> **Saved data entries**

⟨

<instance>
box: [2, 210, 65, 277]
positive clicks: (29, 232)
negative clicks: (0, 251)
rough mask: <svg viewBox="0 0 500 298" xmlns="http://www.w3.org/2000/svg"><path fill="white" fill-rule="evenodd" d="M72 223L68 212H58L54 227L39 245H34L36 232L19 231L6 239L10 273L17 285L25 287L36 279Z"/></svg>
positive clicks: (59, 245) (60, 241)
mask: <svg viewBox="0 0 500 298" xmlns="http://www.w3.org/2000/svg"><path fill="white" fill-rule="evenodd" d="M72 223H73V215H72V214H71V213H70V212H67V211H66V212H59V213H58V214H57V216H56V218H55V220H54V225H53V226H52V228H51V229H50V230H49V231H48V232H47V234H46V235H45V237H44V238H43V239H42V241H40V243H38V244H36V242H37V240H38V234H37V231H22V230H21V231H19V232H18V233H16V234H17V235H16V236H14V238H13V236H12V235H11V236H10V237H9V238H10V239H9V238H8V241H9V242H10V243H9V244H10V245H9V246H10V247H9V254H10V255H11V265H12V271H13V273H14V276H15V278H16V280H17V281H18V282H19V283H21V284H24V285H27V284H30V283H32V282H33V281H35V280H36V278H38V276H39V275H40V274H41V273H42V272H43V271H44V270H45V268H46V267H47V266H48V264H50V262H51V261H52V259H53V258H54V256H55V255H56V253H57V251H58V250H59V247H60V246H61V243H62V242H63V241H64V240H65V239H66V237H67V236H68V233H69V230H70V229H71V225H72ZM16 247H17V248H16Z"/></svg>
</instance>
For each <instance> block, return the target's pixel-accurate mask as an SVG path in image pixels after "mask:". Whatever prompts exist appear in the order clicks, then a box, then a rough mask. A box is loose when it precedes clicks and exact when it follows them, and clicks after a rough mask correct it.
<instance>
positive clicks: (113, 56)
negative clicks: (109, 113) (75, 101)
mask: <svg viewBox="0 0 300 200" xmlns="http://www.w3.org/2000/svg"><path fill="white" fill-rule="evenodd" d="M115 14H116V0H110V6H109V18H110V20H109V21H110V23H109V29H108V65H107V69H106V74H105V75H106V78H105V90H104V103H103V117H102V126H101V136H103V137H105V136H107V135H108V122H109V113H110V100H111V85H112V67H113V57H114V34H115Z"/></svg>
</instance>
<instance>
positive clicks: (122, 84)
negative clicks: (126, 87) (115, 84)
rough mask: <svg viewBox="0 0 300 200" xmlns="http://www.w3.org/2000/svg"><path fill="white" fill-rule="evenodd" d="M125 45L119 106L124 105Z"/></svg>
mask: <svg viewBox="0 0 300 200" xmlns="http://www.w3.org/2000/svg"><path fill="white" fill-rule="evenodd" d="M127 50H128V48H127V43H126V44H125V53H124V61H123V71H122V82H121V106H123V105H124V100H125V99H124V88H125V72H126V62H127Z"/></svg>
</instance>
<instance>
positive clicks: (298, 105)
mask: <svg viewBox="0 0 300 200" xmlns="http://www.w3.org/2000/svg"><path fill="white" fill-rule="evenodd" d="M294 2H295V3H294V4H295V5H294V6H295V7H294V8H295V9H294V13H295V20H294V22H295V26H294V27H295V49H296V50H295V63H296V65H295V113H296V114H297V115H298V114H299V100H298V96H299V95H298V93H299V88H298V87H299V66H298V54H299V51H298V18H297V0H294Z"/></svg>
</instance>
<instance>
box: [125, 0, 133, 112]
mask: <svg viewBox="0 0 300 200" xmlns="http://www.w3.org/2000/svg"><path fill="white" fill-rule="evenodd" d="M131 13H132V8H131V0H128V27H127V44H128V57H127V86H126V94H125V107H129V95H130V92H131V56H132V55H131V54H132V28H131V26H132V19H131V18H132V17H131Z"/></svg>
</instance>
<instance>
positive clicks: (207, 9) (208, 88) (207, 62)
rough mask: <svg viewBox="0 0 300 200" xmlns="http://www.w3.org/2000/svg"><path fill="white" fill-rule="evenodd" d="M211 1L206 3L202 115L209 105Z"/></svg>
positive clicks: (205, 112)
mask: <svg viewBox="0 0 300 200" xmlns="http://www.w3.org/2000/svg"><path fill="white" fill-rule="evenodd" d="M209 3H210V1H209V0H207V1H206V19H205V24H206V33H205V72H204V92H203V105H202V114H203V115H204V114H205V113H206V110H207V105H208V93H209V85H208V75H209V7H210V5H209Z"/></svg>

⟩

Each of the records above is to be reproduced word for word.

<instance>
box: [2, 210, 65, 277]
positive clicks: (29, 232)
negative clicks: (0, 251)
rough mask: <svg viewBox="0 0 500 298" xmlns="http://www.w3.org/2000/svg"><path fill="white" fill-rule="evenodd" d="M72 223L68 212H58L54 227L39 245H34L36 232L19 231L6 239L10 273L17 285L25 287L36 279Z"/></svg>
positive clicks: (59, 245) (60, 241)
mask: <svg viewBox="0 0 500 298" xmlns="http://www.w3.org/2000/svg"><path fill="white" fill-rule="evenodd" d="M72 223H73V215H72V214H71V213H70V212H67V211H66V212H59V213H58V214H57V216H56V218H55V220H54V225H53V226H52V228H51V229H50V230H49V231H48V232H47V234H46V235H45V237H44V238H43V239H42V241H40V243H38V244H36V242H37V240H38V234H37V231H22V230H21V231H19V232H18V233H16V234H17V235H16V236H14V238H13V236H12V235H11V236H10V237H9V238H10V239H9V238H8V241H9V242H10V243H9V244H10V245H9V246H10V247H9V254H10V255H11V265H12V271H13V273H14V276H15V278H16V280H17V281H18V282H19V283H21V284H24V285H27V284H30V283H32V282H33V281H35V280H36V278H38V276H39V275H40V274H41V273H42V272H43V271H44V270H45V268H46V267H47V266H48V264H50V262H51V261H52V259H53V258H54V256H55V255H56V253H57V251H58V250H59V247H60V246H61V243H62V242H63V241H64V240H65V239H66V237H67V236H68V233H69V230H70V229H71V225H72ZM16 247H17V248H16Z"/></svg>
</instance>
For each <instance> block, return the target's pixel-accurate mask as an SVG path in image pixels after "mask:". Whatever prompts exist appear in the order clicks, then a box, then a rough mask. A box is loose when it precedes clicks and exact when it follows them, and clicks after a rough mask correct it.
<instance>
positive clicks: (113, 56)
negative clicks: (109, 113) (75, 101)
mask: <svg viewBox="0 0 300 200" xmlns="http://www.w3.org/2000/svg"><path fill="white" fill-rule="evenodd" d="M115 14H116V0H110V6H109V18H110V20H109V21H110V23H109V29H108V65H107V69H106V74H105V75H106V78H105V90H104V103H103V117H102V126H101V136H103V137H105V136H107V135H108V122H109V113H110V100H111V85H112V67H113V57H114V34H115Z"/></svg>
</instance>
<instance>
positive clicks: (122, 84)
negative clicks: (126, 87) (115, 84)
rough mask: <svg viewBox="0 0 300 200" xmlns="http://www.w3.org/2000/svg"><path fill="white" fill-rule="evenodd" d="M125 45L119 106L124 105Z"/></svg>
mask: <svg viewBox="0 0 300 200" xmlns="http://www.w3.org/2000/svg"><path fill="white" fill-rule="evenodd" d="M127 50H128V48H127V43H126V44H125V53H124V61H123V71H122V82H121V106H123V105H124V100H125V99H124V88H125V72H126V62H127Z"/></svg>
</instance>
<instance>
positive clicks: (298, 105)
mask: <svg viewBox="0 0 300 200" xmlns="http://www.w3.org/2000/svg"><path fill="white" fill-rule="evenodd" d="M294 2H295V3H294V4H295V5H294V6H295V7H294V8H295V9H294V13H295V20H294V22H295V26H294V27H295V49H296V50H295V63H296V65H295V113H296V114H297V115H298V114H299V100H298V96H299V95H298V93H299V88H298V87H299V66H298V54H299V51H298V18H297V0H294Z"/></svg>
</instance>
<instance>
box: [125, 0, 133, 112]
mask: <svg viewBox="0 0 300 200" xmlns="http://www.w3.org/2000/svg"><path fill="white" fill-rule="evenodd" d="M131 13H132V8H131V0H128V27H127V44H128V57H127V86H126V94H125V107H129V95H130V92H131V56H132V55H131V54H132V28H131V26H132V19H131V18H132V17H131Z"/></svg>
</instance>
<instance>
positive clicks: (207, 9) (208, 88) (207, 62)
rough mask: <svg viewBox="0 0 300 200" xmlns="http://www.w3.org/2000/svg"><path fill="white" fill-rule="evenodd" d="M211 1L206 3L202 115L209 105Z"/></svg>
positive clicks: (205, 112)
mask: <svg viewBox="0 0 300 200" xmlns="http://www.w3.org/2000/svg"><path fill="white" fill-rule="evenodd" d="M209 3H210V1H209V0H207V1H206V19H205V24H206V33H205V72H204V92H203V105H202V114H203V115H204V114H205V113H206V110H207V105H208V93H209V85H208V75H209V7H210V5H209Z"/></svg>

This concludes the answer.